▶ [Page text]
• • • • • • •
With the RBI keeping its repo rate fixed at 4%, the interest rates on home loans are now at an all-time low, presenting the perfect opportunity for intending borrowers to apply for the credits.

Nonetheless, before initiating an application, it is necessary for individuals to be aware of the different aspects related to these rates so that they can make the most of the current market situation.

A brief overview of interest rates

Since housing property investment is an expensive affair with additional costs like stamp duty, registration, etc. associated, you should have a reliable funding source to back yourself up. The secured nature of home loans allows borrowers to obtain a sizeable amount at reasonable interest rates.

However, to make them affordable, you need to have a clear understanding of the home loan interest rate regime offered by your lender. While many older loans are based on the MCLR regime, most financial institutions are offering RLLR-based loans these days. As per RBI’s current monetary policy, the repo rate has been kept unchanged (4%), making it more affordable for home loan borrowers.
• • • • • • •
(Point-based annotation records)
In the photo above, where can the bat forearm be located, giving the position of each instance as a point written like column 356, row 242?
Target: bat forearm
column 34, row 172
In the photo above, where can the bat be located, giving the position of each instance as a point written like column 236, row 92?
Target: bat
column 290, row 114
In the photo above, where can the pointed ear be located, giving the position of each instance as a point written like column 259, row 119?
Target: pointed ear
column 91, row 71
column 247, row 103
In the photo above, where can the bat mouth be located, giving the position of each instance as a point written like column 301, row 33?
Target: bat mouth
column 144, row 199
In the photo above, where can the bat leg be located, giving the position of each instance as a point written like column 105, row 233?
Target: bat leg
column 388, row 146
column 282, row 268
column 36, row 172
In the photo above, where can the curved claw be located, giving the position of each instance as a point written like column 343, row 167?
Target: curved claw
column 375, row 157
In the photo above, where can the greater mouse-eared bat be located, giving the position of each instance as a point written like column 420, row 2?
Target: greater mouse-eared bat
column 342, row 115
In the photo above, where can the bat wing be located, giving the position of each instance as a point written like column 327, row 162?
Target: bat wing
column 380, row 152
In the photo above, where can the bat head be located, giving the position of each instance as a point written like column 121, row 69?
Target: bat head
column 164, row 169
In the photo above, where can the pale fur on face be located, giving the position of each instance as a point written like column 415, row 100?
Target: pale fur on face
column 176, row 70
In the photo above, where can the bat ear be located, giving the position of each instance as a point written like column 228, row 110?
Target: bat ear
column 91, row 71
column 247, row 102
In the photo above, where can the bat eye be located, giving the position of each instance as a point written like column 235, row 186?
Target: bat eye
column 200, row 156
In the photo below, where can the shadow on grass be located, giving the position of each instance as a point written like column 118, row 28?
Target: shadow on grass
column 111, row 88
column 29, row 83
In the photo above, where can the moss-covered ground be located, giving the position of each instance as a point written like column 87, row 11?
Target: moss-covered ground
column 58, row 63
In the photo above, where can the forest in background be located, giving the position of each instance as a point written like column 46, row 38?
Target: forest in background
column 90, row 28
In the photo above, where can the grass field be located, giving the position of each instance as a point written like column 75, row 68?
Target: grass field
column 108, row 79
• • • • • • •
▶ [Stated task 1] Repeat the passage on home loan interest rates from "A brief overview" up to and including "home loan borrowers.".
▶ [Stated task 2] Give a two-sentence summary of the passage on home loan interest rates.
The listing is not needed for any of this.

▶ [Answer 1]
A brief overview of interest rates

Since housing property investment is an expensive affair with additional costs like stamp duty, registration, etc. associated, you should have a reliable funding source to back yourself up. The secured nature of home loans allows borrowers to obtain a sizeable amount at reasonable interest rates.

However, to make them affordable, you need to have a clear understanding of the home loan interest rate regime offered by your lender. While many older loans are based on the MCLR regime, most financial institutions are offering RLLR-based loans these days. As per RBI’s current monetary policy, the repo rate has been kept unchanged (4%), making it more affordable for home loan borrowers.

▶ [Answer 2] With the RBI holding its repo rate at 4%, home loan interest rates are at an all-time low, which makes this a good time for intending borrowers to apply. Because home loans are secured, borrowers can obtain a sizeable amount at reasonable rates, but they need to understand their lender's interest rate regime, since many older loans are based on MCLR while most institutions now offer RLLR-based loans.